# WHAT IS EXPECTED
Repeat exactly, and only, the lines from the one containing "Target: yellow sign" through the end of the records.

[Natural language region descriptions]
****************************************

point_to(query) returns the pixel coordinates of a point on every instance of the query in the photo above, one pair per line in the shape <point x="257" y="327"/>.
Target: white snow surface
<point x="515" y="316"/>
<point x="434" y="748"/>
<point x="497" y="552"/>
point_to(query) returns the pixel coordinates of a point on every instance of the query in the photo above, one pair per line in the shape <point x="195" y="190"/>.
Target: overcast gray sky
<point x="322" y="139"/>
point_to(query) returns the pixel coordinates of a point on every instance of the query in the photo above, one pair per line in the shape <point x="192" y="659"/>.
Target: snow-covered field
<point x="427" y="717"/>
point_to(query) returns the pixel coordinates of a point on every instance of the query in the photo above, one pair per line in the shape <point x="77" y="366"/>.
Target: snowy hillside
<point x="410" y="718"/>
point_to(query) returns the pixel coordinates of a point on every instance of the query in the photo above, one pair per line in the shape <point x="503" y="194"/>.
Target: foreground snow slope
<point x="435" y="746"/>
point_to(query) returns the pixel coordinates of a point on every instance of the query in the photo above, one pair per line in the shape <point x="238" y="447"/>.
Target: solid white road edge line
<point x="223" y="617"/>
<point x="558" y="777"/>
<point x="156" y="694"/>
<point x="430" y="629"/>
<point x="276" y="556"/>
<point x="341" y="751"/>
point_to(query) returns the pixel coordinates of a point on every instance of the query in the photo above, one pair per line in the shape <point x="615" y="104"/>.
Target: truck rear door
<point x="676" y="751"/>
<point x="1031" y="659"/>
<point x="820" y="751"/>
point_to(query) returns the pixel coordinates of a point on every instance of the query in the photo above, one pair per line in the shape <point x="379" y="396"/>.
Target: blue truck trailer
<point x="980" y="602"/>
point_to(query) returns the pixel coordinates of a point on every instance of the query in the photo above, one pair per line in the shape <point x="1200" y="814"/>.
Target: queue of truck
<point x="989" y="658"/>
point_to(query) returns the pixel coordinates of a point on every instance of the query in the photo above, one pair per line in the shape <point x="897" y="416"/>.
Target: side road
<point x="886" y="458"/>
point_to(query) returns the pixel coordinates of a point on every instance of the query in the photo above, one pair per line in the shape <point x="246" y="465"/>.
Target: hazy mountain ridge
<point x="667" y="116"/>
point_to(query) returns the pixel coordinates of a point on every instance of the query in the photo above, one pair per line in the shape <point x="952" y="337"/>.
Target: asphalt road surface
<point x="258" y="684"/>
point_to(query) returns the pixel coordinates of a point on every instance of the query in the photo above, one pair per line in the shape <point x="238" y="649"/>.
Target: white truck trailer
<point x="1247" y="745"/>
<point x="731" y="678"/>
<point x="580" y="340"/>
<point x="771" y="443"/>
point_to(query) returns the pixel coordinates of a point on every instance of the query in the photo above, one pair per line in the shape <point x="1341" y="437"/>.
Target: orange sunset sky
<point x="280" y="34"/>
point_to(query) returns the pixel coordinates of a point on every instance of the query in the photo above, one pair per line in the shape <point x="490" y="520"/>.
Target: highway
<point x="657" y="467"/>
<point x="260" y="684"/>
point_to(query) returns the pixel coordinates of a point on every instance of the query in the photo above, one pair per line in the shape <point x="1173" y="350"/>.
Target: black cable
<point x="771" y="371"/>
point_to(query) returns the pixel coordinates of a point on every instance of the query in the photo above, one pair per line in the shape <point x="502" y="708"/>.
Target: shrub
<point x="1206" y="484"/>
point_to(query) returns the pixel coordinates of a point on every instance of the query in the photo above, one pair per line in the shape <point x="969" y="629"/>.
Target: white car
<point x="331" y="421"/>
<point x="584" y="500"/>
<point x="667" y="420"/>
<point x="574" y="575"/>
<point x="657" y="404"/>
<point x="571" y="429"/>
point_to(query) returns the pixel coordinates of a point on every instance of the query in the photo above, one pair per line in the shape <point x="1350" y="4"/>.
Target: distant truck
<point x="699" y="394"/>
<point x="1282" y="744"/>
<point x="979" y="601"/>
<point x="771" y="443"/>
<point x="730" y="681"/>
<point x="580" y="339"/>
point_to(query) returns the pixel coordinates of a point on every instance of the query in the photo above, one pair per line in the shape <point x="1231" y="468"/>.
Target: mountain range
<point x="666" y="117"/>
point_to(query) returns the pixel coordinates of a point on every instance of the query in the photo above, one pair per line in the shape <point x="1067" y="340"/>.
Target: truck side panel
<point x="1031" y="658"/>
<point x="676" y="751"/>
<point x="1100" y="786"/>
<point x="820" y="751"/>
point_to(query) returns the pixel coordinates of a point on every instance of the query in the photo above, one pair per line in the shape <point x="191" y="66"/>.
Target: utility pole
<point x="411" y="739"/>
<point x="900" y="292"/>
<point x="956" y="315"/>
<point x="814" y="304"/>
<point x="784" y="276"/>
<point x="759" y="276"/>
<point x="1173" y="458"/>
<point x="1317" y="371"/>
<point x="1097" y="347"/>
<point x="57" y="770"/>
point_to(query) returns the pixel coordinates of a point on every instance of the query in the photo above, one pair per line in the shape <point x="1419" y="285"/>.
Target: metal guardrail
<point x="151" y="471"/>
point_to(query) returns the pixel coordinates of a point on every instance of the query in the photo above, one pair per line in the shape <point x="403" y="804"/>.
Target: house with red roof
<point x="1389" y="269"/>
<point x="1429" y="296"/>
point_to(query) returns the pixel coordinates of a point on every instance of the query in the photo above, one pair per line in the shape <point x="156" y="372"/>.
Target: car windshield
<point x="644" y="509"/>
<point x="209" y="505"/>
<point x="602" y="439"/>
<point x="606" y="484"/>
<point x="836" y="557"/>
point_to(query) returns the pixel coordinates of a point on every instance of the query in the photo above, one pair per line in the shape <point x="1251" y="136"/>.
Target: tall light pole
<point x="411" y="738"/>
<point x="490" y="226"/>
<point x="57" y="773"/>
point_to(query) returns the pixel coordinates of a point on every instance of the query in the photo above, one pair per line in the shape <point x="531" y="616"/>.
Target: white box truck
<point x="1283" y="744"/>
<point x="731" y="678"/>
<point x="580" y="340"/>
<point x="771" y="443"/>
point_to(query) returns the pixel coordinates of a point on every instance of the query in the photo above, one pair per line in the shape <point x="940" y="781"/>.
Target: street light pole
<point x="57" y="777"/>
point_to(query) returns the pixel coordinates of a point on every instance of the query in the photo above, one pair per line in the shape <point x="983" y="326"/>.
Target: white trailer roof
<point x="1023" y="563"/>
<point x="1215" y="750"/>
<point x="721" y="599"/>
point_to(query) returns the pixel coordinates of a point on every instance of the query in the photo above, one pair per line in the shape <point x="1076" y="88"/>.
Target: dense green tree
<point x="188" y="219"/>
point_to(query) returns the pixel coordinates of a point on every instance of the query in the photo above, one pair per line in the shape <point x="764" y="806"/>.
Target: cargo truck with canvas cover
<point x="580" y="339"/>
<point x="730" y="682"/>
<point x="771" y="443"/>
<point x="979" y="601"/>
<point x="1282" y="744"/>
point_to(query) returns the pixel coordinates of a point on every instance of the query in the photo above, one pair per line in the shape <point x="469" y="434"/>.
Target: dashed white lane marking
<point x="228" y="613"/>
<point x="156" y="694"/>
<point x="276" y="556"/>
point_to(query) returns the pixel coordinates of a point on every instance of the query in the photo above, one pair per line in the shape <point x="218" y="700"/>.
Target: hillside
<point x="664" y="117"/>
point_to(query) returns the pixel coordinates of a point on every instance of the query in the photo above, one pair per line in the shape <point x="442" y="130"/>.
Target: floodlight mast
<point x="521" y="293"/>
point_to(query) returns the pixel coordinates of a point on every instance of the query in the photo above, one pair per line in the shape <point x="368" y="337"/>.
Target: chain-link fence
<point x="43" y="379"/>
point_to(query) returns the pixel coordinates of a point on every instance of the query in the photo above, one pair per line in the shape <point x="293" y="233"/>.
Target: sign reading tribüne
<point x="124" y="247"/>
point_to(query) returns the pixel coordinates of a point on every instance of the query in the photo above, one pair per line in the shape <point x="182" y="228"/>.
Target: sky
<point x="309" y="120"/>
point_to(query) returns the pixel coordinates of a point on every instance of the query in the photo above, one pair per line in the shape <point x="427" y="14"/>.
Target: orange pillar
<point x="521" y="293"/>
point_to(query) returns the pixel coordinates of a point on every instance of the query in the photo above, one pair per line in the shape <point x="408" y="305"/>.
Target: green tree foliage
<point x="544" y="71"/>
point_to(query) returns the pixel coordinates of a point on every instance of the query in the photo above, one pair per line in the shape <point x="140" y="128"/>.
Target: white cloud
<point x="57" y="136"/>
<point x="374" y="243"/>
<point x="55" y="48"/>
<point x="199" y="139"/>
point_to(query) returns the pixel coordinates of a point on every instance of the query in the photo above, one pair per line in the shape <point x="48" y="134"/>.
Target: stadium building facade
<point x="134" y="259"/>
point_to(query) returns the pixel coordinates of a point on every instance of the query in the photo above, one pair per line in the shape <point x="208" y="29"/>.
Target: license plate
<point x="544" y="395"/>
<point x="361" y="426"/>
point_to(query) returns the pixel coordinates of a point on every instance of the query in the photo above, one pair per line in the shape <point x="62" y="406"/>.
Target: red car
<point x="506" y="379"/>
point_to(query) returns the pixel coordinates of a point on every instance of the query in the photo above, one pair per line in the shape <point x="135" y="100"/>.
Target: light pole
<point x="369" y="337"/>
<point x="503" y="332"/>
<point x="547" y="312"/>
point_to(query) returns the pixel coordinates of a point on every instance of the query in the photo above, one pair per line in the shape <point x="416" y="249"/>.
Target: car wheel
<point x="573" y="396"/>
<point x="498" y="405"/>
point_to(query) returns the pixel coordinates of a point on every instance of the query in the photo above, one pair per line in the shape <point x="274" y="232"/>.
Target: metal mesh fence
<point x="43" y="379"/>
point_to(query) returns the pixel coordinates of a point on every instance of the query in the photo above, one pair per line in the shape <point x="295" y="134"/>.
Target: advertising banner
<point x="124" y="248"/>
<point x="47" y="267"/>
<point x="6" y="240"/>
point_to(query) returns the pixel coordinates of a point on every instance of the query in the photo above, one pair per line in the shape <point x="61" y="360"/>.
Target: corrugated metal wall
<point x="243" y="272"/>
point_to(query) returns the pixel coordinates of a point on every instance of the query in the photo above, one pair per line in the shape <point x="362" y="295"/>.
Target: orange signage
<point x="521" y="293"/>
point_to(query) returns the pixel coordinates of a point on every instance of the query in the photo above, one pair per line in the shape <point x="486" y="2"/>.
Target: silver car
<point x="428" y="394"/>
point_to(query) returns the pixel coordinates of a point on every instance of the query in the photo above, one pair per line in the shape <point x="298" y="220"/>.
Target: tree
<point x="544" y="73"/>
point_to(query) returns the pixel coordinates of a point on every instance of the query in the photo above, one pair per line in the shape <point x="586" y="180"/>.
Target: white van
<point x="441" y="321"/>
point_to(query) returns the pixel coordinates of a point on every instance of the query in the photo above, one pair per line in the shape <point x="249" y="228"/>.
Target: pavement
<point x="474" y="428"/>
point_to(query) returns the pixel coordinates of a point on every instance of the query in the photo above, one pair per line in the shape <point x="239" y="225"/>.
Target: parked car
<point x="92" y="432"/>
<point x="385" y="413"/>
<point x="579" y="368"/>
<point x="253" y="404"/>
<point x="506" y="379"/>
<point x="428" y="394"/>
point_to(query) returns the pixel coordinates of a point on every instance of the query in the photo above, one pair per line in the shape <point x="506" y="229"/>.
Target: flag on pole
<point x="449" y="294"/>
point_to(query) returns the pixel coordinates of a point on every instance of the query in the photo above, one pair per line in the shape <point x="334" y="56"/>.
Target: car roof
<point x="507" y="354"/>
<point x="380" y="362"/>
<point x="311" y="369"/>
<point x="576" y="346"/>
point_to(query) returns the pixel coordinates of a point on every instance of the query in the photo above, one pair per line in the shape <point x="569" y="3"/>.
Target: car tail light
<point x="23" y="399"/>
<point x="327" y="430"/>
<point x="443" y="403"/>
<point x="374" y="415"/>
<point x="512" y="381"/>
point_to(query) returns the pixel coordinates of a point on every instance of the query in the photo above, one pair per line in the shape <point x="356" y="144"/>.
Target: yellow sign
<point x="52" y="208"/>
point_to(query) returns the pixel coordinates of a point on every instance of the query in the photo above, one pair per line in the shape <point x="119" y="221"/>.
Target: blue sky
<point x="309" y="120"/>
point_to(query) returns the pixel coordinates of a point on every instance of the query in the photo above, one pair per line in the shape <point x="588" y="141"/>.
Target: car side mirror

****************************************

# YOUR SOLUTION
Target: yellow sign
<point x="52" y="208"/>
point_to(query) returns the pixel coordinates of a point on every instance of the query in the photo above, one pair per line in the shape <point x="119" y="221"/>.
Target: blue sky
<point x="309" y="120"/>
point_to(query) returns the pixel coordinates of a point on every instance of the query in the photo above, one pair per line in the shape <point x="588" y="141"/>.
Target: car side mirror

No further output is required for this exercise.